====== Фрагмент документа ======

Слыша призывы вернуться со всех сторон, многие подростки вскоре самовольно отправились в Дзержинский район. Как только они вернулись, сельская администрация сразу же выдала им документы, удостоверяющие, что они работают в колхозе или возобновили обучение в школе, а те, кто не был частью колхоза, получили продовольственные карточки и внутренние паспорта. Местные власти игнорировали все просьбы вернуть подростков и замалчивали сам факт получения таких просьб. Когда школы трудовых резервов подготовили документы для уголовного преследования беглецов по указу от 28 декабря 1940 года, бо́льшая часть документов вернулась с пометой председателя сельсовета, что такой-то в деревне не проживает. По словам Литовских, такие утверждения вполне могли соответствовать действительности: местная администрация просто перемещала беглецов из села в село внутри одного района.
Некоторые дела все-таки дошли до народного суда, но разбирать их начали только после многочисленных задержек и уже не в рамках декабрьского указа 1940 года. Вынесли несколько приговоров, но их исполнение отложили, а потом и вовсе забыли о них. В итоге не вернулся ни один беглец. Школы трудовых резервов отправили в Дзержинский район уполномоченных, чтобы вернуть беглецов, но местные власти не оказали им никакого содействия. Тем времени беглецы отправляли письма друзьям, по-прежнему находившимся в школе, рассказывали, что теперь живут дома и никто их не наказал, и подговаривали товарищей бежать. В октябре 1943 года Литовских лично предприняла долгое и утомительное путешествие в Дзержинский район, чтобы вернуть беглецов из собственного училища. Когда она сообщила местной прокуратуре и сельсоветам о цели своего приезда, двенадцать учеников, некоторые вместе с родителями, явились в районную прокуратуру. Трое категорически отказались возвращаться, самоуверенно заявив, что не станут работать на заводе, что им за это ничего не будет и что, если даже дойдет до суда, они получат всего лишь условный срок. У них оказалось весьма точное, хотя и нахально выраженное представление о соблюдении закона на тот момент. В конечном счете как раз эти трое, наказанные, вероятно, за дерзость, в октябре предстали в качестве подсудимых по обвинению в нарушении указа от 28 декабря 1940 года на резонансном показательном процессе, хотя неясно, отправили ли их в трудовую колонию для несовершеннолетних. Остальные девять подростков дали письменное обещание вернуться. Однако еще до намеченной даты их отъезда состоялся второй суд над беглецами из другой школы трудовых резервов, кончившийся условным сроком. Те девять быстро передумали и в итоге так и не вернулись. Что касается остальных беглецов из училища Литовских, никто из них даже не подумал явиться в местную прокуратуру. Сельсоветы продолжали их укрывать, и никто не попытался отыскать их, вернуть или отдать под суд.

====== Строки набора данных ======

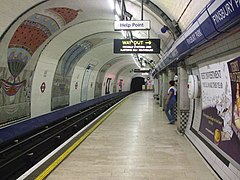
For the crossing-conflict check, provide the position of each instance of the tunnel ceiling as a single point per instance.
(65, 24)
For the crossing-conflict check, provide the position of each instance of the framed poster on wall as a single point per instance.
(219, 124)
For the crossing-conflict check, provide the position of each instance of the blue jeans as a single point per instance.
(170, 112)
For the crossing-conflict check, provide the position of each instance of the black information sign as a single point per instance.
(144, 46)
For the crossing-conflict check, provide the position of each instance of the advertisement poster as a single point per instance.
(217, 121)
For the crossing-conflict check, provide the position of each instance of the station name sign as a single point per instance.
(131, 25)
(144, 46)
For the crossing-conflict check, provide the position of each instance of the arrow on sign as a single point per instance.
(148, 42)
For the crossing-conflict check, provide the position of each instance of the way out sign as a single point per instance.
(144, 46)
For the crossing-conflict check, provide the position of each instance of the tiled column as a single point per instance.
(164, 87)
(183, 102)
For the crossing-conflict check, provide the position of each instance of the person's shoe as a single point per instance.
(171, 122)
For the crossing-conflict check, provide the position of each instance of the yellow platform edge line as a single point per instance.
(52, 166)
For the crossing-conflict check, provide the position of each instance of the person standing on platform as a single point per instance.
(171, 102)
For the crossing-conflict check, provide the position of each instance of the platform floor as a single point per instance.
(134, 143)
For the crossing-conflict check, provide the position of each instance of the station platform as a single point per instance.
(134, 142)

======

— Что нужно сделать —
Процитируйте часть фрагмента о беглецах из школ трудовых резервов: начните с того места, где стоят слова «Слыша призывы вернуться», и остановитесь после слов «внутри одного района.».

— Решение задания —
Слыша призывы вернуться со всех сторон, многие подростки вскоре самовольно отправились в Дзержинский район. Как только они вернулись, сельская администрация сразу же выдала им документы, удостоверяющие, что они работают в колхозе или возобновили обучение в школе, а те, кто не был частью колхоза, получили продовольственные карточки и внутренние паспорта. Местные власти игнорировали все просьбы вернуть подростков и замалчивали сам факт получения таких просьб. Когда школы трудовых резервов подготовили документы для уголовного преследования беглецов по указу от 28 декабря 1940 года, бо́льшая часть документов вернулась с пометой председателя сельсовета, что такой-то в деревне не проживает. По словам Литовских, такие утверждения вполне могли соответствовать действительности: местная администрация просто перемещала беглецов из села в село внутри одного района.